YOUR OBJECTIVE » Can you locate every line in the items below that contains the word "ring" and copy each of those lines?

(Annotation dataset entries)

###

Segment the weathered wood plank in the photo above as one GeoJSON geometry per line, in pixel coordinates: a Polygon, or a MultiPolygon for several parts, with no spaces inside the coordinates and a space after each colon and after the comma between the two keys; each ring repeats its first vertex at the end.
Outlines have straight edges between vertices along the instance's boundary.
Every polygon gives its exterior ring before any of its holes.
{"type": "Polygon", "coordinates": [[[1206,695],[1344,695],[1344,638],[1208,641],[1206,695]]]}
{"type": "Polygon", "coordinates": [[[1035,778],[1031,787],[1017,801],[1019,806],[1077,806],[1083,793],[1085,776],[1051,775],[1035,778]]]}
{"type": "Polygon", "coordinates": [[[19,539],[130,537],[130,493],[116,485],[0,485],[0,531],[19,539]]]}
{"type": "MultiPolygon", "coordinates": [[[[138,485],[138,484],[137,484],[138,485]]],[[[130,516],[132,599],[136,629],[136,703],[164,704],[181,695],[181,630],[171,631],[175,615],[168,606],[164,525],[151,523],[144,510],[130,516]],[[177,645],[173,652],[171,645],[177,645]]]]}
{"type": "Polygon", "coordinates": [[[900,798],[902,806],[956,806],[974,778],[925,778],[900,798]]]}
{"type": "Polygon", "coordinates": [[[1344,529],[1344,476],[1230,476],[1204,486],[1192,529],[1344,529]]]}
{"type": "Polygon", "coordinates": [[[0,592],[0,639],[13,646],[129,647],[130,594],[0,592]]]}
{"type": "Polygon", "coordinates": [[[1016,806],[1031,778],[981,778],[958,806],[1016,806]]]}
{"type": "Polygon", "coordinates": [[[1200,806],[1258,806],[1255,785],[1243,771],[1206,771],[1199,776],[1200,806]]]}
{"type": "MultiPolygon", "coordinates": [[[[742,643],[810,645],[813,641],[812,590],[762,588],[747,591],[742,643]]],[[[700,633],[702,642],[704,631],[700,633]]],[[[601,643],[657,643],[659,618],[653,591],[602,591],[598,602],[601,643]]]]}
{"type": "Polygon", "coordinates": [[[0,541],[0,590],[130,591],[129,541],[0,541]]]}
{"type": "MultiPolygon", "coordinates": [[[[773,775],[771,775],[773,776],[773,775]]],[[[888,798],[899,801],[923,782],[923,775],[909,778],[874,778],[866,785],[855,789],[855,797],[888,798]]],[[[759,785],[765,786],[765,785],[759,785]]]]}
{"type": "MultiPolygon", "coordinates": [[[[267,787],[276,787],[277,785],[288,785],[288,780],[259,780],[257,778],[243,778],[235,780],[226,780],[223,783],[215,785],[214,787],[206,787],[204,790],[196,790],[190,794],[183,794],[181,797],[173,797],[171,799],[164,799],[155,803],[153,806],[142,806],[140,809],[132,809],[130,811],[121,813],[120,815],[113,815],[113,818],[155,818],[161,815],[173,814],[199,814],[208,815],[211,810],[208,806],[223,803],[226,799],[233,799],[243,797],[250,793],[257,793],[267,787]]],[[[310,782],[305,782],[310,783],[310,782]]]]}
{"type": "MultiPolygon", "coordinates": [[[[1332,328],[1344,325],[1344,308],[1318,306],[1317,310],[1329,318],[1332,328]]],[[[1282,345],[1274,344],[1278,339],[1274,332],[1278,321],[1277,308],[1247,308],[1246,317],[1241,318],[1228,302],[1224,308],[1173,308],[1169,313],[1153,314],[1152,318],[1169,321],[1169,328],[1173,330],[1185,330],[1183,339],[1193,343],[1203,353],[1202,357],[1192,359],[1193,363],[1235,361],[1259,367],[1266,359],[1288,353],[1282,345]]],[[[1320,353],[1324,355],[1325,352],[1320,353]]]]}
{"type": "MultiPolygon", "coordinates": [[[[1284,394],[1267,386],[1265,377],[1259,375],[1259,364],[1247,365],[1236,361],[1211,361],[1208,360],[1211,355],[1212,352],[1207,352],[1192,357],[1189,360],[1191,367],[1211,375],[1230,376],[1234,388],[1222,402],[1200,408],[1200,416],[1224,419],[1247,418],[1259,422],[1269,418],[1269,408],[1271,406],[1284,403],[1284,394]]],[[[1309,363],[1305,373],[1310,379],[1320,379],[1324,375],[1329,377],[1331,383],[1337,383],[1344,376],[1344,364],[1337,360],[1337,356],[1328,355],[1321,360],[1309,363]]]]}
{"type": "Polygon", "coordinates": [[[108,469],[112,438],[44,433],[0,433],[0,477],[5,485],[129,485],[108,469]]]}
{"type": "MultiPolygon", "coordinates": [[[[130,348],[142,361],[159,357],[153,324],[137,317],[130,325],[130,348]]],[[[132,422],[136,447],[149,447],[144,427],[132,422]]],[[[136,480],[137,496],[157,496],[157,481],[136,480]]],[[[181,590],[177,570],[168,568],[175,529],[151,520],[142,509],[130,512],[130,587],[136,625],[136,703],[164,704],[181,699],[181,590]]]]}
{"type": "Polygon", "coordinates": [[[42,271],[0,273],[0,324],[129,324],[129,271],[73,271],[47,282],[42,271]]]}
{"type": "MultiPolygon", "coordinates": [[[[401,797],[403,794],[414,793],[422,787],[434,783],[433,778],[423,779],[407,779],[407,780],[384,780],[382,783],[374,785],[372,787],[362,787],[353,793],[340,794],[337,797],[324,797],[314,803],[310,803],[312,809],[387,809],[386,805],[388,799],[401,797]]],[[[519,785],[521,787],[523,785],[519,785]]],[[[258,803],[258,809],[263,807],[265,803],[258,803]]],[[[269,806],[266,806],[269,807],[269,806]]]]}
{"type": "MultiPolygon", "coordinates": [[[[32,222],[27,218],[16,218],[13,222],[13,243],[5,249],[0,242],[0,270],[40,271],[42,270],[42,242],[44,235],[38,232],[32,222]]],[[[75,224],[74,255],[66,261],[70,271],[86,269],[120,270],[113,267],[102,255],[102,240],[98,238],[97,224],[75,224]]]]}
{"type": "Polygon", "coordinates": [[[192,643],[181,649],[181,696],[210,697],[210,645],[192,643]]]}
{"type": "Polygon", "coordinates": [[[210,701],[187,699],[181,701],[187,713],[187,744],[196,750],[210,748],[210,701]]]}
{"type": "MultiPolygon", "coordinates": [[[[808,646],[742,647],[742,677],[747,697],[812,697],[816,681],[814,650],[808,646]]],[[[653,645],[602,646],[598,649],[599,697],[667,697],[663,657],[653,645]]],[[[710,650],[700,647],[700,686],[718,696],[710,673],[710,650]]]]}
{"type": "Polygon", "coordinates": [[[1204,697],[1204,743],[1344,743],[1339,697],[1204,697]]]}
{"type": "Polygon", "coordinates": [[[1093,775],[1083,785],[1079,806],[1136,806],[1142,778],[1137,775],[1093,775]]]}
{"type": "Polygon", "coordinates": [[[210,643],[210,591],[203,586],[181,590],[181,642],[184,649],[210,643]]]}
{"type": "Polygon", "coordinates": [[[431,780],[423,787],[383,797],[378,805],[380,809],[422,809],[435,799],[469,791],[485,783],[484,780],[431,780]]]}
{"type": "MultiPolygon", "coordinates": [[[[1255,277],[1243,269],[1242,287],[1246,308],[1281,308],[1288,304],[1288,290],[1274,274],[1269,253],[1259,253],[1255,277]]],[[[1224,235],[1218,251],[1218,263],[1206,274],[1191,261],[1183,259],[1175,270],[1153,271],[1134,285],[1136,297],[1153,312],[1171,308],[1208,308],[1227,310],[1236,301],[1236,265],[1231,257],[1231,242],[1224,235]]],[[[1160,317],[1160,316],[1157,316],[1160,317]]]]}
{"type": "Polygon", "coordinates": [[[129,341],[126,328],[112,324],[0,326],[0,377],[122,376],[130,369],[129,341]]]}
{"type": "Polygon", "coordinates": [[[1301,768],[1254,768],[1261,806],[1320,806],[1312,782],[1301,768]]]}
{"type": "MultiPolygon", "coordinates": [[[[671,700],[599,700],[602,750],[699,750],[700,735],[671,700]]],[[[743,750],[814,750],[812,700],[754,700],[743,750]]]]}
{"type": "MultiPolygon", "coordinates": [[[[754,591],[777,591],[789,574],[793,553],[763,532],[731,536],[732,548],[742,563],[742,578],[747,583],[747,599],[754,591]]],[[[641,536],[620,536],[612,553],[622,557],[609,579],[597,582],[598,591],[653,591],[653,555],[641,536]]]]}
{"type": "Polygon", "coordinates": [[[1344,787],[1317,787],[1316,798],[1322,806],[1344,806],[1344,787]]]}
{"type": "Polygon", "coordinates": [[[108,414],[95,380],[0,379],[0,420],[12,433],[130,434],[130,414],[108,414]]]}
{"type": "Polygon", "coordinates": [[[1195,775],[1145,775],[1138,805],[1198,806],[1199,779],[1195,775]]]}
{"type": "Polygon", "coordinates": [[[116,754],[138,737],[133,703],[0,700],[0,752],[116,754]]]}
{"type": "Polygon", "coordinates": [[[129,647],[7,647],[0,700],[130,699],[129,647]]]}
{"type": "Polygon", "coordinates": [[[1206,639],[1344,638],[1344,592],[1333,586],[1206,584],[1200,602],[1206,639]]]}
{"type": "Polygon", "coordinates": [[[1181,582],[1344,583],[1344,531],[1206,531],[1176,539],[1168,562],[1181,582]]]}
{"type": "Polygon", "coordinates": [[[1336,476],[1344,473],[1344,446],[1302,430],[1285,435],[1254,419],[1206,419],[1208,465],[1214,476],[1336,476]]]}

###

RESULT BELOW »
Segment the weathered wood plank in the photo above as one GeoJSON geometry per line, in pixel coordinates: a Polygon, or a MultiPolygon for several parts, with no spaces inside the coordinates and a space after each colon and after the comma between the two keys; each ring repeats its first vertex at the end.
Every polygon gives its exterior ring before any of its holes.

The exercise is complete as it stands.